### GIVEN INSTRUCTION
Rewrite all the records below, substituting "mark" for every occurrence of "annotate" and leaving everything else unchanged. Omit the pictures.

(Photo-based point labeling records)

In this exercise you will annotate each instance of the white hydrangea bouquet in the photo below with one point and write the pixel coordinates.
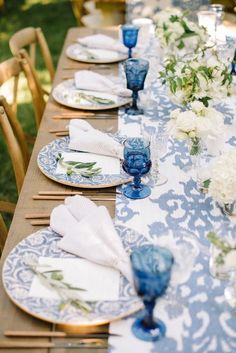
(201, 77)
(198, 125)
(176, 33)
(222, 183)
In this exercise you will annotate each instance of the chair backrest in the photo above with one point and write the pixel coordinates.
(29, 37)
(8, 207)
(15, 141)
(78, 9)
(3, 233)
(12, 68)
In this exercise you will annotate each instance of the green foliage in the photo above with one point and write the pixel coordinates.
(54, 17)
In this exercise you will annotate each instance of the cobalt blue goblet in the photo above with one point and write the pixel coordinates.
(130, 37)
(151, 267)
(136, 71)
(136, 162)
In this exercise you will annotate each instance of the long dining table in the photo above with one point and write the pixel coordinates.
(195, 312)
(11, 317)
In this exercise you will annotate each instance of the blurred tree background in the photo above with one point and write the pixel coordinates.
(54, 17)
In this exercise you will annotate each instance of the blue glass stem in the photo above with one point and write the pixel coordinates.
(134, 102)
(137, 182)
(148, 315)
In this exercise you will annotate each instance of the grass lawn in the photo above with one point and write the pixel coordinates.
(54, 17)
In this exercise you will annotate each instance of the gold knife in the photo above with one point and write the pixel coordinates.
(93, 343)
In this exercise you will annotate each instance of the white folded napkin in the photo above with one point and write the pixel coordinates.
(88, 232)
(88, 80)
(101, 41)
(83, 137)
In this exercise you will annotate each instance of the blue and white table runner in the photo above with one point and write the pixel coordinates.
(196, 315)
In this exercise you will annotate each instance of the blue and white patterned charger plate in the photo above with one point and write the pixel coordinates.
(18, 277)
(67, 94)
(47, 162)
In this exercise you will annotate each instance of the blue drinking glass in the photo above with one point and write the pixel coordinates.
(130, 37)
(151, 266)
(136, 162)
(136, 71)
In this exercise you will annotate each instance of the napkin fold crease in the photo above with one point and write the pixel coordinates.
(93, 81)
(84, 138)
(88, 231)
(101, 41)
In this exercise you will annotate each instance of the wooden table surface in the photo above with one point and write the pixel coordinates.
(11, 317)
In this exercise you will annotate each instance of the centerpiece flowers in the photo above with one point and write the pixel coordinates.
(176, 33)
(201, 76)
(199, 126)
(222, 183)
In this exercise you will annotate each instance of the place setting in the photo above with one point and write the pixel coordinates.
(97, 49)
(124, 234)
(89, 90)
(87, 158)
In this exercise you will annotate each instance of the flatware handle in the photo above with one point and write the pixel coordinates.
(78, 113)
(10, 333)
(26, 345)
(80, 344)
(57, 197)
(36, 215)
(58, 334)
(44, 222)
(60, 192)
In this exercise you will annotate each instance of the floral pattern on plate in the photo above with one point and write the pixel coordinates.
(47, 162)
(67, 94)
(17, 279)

### SOLUTION FOR THIS EXERCISE
In this exercise you will mark each instance of the white hydrangea bouquet in the photo below with one point and write the pixel coordinates.
(201, 77)
(198, 125)
(176, 33)
(222, 183)
In this exercise you will mark each instance of the chair backrest in the photo above with one point and write the pixel coordinates.
(29, 37)
(8, 207)
(15, 141)
(78, 9)
(3, 233)
(12, 68)
In this exercise you will mark each instance of the green foliage in the photo above with one point and write the pixel coordinates.
(54, 17)
In this exercise you will mark each instance of the cobalt blue goblet in the photo above with one point and write the pixel coordinates.
(130, 37)
(151, 267)
(136, 71)
(136, 162)
In this exercise you will mark each instance of the long dining table in the photo above with one point and write the pixel coordinates.
(195, 312)
(11, 317)
In this exercise you will mark each instance of the blurred tree background in the photo above with one point and write the pixel coordinates.
(54, 17)
In this exercise you will mark each instance of the blue glass stem in the photo above with one point and write the pixel coordinates.
(134, 102)
(137, 182)
(148, 315)
In this exercise you will mark each instance of the grass lawn in the photo above with one point and write the pixel coordinates.
(54, 17)
In this exercise you will mark each instance of the gold knife in the photo above with one point and write the pixel coordinates.
(93, 343)
In this exercise you will mark each instance of the white folded napkin in the photo above with one point and write the pixel coordinates.
(88, 232)
(88, 80)
(101, 41)
(83, 137)
In this exercise you will mark each instance of the blue and white table runner in the photo above with one point and write the pixel coordinates.
(196, 315)
In this exercise you will mark each instance of the blue and white patterned charger plate in the photo above with one point and write the pixel coordinates.
(18, 277)
(67, 94)
(47, 162)
In this exercise you will mark each instance of the blue drinking glass in the photo above with one point and write the pixel coordinates.
(130, 37)
(151, 266)
(136, 162)
(136, 71)
In this exercise you will mark each instance of the napkin fold crease in the photo above with one point and write the pixel coordinates.
(93, 81)
(84, 138)
(88, 231)
(101, 41)
In this exercise you will mark each instance of the wooden table surface in the photo above with one point and write the pixel coordinates.
(11, 317)
In this exercise you will mark each instance of the centerpiece flowers in the photo above with one point and write the pixel coordinates.
(176, 33)
(201, 76)
(199, 126)
(222, 183)
In this exercise you will mark each instance of the place setting in the photo above with one point and write the pixel coordinates.
(97, 49)
(124, 234)
(89, 90)
(87, 158)
In this exercise you will mark each instance of the flatware handle in the photo above with one point and write the pixel coordinates.
(78, 113)
(10, 333)
(26, 345)
(80, 344)
(57, 197)
(36, 215)
(58, 334)
(44, 222)
(60, 192)
In this exercise you will mark each instance of the floral pattern on plate in the photo above with one point and write the pixel coordinates.
(47, 162)
(67, 94)
(17, 279)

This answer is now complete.